======== SELECTED TEXT ========

Jan. 22, 2006- Picture a little room overlooking the water, waves lapping at the dock outside, sunlight streaming through the paneled glass doors. The room has two comfortable looking beauty chairs.
It looks immediately on the brilliant blue Charlotte Amalie Harbor and bobbing sailboats tied up at the Frenchtown dock. The shop is "Erica's Total Beauty."
Inside, the peaceful ambience continues. In fact, it looks like somebody has fallen asleep. "Wake up, dear," says Erica Benjamin, as she gently nudges her customer, "We're almost finished."
Erica turns and laughs, as does her customer.
"This isn't the first time I've had someone fall asleep," she says.
Benjamin has been cutting islanders' hair since 1982, after a limited career as a Caribbean power boat charter captain. It's been a circuitous route.
Benjamin left her native Germany in 1961 to join her new husband, Heinz Mueller, in Southern California. Barely 20 years old, she had trained as a beautician in Germany, and she soon opened up her first shop in California. Later, she had a daughter, Monica, and the couple moved to the Nevada side of Lake Tahoe, where Heinz ran a motel, and she again opened a beauty shop. But that was not to be long lived.
Like so many now-permanent Virgin Islanders, they moved here on sort of a whim.
"My husband decided it would be a wonderful idea to leave there, and move to the sunny Virgin Islands and buy a charter boat. So, we did."
They first moved to Florida, where they put their young daughter in boarding school, and Erica went to school to learn to captain a power boat because their plans had changed somewhat. First, her husband had decided to be the boat captain, but that then fell to Erica. With a smile, she says, "He decided that men couldn't be seen making mistakes, so I would be the captain, and he would be chef and first mate."
After Erica got her captain's license, the couple bought a 57-foot Chris-Craft, brought it to St. Thomas in 1978, and with the addition of one more mate, they were off in the chartering business.
Benjamin recalls her captains days with a certain pride and some laughter. She is petite, about 5 foot 2, (and, actually, has eyes of blue).
"I had a hard time at first," she says. "There weren't many female captains then. When we would come into Marina Cay in Tortola, the fellows on the dock there would stop whatever they were doing to stare, to see if I could dock the boat. It made me very nervous at first."

======== DATASET EXCERPTS ========

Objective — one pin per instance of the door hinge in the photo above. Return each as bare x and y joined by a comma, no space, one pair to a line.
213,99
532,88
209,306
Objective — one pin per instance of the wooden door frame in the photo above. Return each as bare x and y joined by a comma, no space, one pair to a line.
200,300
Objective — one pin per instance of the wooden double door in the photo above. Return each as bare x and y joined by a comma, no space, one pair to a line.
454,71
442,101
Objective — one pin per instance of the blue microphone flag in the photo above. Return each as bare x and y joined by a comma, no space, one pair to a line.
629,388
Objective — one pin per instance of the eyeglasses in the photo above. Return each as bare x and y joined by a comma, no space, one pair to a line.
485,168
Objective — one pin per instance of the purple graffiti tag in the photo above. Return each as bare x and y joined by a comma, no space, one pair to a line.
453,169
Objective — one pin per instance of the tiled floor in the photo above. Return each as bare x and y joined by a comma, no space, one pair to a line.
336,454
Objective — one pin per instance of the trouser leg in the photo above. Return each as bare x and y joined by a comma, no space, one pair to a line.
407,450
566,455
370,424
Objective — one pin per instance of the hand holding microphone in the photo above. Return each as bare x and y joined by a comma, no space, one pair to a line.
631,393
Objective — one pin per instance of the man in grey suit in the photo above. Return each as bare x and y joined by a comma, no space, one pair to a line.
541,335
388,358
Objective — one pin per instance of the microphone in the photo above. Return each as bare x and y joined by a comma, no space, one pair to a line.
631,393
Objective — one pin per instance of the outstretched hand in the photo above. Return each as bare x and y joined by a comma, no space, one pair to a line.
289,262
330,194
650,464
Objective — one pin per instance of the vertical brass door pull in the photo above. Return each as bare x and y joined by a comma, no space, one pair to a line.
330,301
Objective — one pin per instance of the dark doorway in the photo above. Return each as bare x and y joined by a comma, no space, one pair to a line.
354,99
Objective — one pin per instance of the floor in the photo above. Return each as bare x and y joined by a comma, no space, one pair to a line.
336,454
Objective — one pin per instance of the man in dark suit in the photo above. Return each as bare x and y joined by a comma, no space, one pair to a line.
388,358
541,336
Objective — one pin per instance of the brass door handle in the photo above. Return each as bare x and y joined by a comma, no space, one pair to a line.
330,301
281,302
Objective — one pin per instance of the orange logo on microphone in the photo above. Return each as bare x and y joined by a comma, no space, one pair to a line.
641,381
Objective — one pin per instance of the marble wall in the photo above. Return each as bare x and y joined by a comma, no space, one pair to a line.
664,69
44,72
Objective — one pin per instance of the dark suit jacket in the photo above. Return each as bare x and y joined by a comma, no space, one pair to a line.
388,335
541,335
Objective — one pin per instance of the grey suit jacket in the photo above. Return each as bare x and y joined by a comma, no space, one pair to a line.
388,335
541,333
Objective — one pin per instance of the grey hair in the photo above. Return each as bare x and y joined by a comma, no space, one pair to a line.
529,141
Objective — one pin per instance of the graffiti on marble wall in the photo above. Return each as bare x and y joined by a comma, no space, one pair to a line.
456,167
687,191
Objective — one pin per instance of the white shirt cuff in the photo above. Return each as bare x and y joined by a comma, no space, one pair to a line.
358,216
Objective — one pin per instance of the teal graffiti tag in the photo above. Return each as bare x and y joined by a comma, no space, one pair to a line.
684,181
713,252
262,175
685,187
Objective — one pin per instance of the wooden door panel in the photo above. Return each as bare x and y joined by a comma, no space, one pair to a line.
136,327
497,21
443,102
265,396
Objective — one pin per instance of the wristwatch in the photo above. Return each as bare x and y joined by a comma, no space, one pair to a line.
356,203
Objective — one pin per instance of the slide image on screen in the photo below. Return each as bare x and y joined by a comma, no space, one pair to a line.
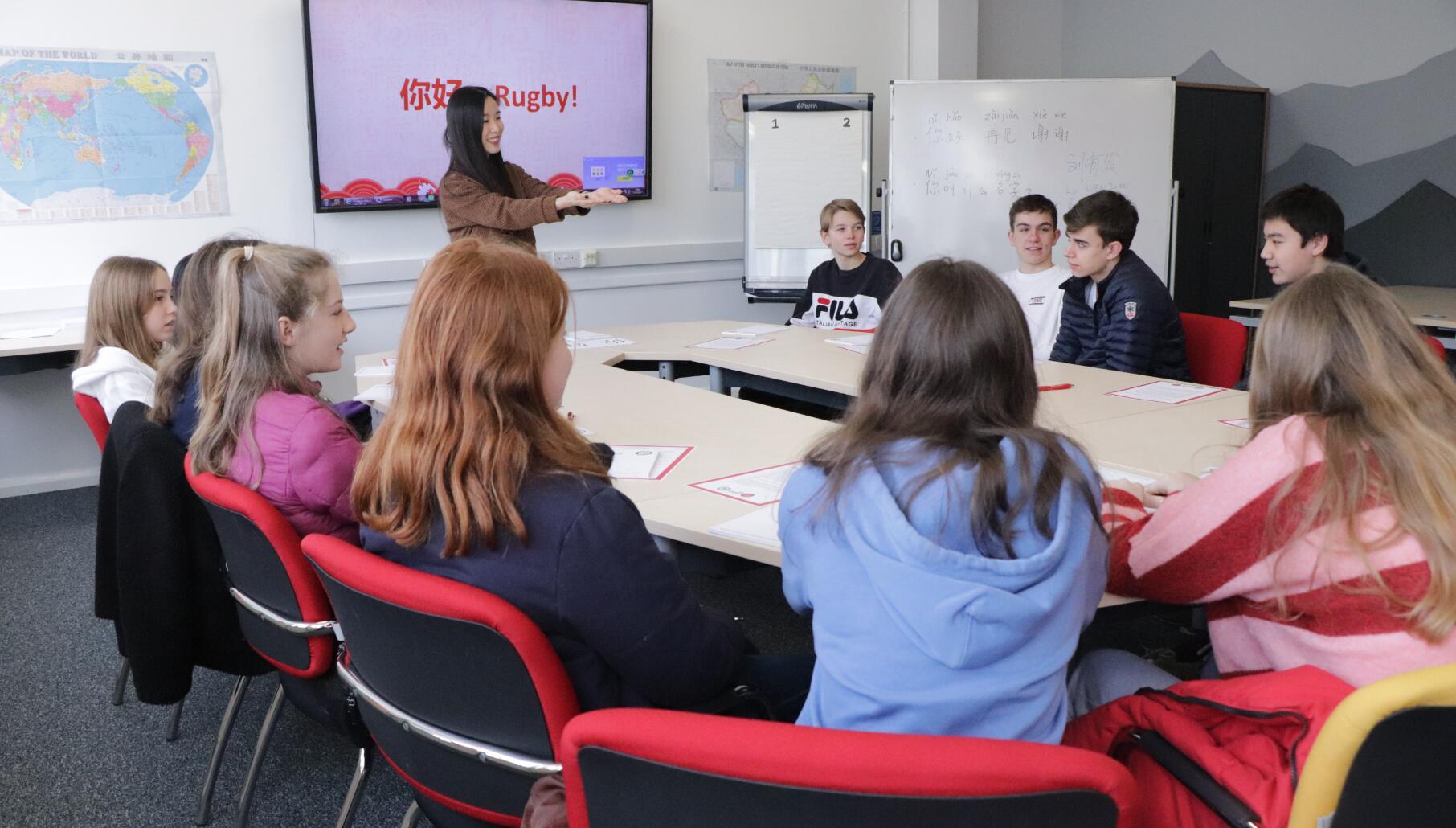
573,79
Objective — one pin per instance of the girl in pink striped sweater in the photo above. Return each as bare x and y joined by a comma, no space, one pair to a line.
1331,539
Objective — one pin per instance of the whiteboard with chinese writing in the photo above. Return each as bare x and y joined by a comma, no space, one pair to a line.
963,150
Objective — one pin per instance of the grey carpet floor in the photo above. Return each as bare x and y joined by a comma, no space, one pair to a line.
69,758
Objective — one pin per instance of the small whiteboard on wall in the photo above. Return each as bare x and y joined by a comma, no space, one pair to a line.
963,150
800,154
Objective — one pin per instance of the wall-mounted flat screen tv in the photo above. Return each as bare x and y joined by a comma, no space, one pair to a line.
574,80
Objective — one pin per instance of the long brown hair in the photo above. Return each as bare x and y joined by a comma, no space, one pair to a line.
1339,350
951,367
194,321
469,417
121,295
245,356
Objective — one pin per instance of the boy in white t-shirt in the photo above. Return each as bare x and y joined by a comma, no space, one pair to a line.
1036,281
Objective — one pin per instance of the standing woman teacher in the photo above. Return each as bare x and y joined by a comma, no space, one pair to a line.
482,195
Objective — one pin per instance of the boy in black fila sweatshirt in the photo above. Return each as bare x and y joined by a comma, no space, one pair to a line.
849,290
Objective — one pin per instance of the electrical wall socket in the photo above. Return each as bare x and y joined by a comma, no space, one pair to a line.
565,260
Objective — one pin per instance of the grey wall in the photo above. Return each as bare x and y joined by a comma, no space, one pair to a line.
1021,39
1362,95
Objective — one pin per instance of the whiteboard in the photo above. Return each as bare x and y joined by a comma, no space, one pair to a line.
801,152
963,150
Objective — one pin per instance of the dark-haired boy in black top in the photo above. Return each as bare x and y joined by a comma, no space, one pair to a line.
849,290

========

EXERCISE REQUIREMENTS –
- A) According to the profile of Erica Benjamin, in what year did she leave Germany?
- B) List every person named in the profile of Erica Benjamin.
- C) Summarize the profile of Erica Benjamin in two sentences.

TASK ANSWERS –
- A) 1961

- B) Erica Benjamin, Heinz Mueller, Monica

- C) Erica Benjamin, whose shop "Erica's Total Beauty" looks out on Charlotte Amalie Harbor, has been cutting islanders' hair since 1982. Before that, she trained as a beautician in Germany and opened shops in California and at Lake Tahoe, then moved to the Virgin Islands with her husband and captained their charter boat, which at first made her nervous because there were few female captains.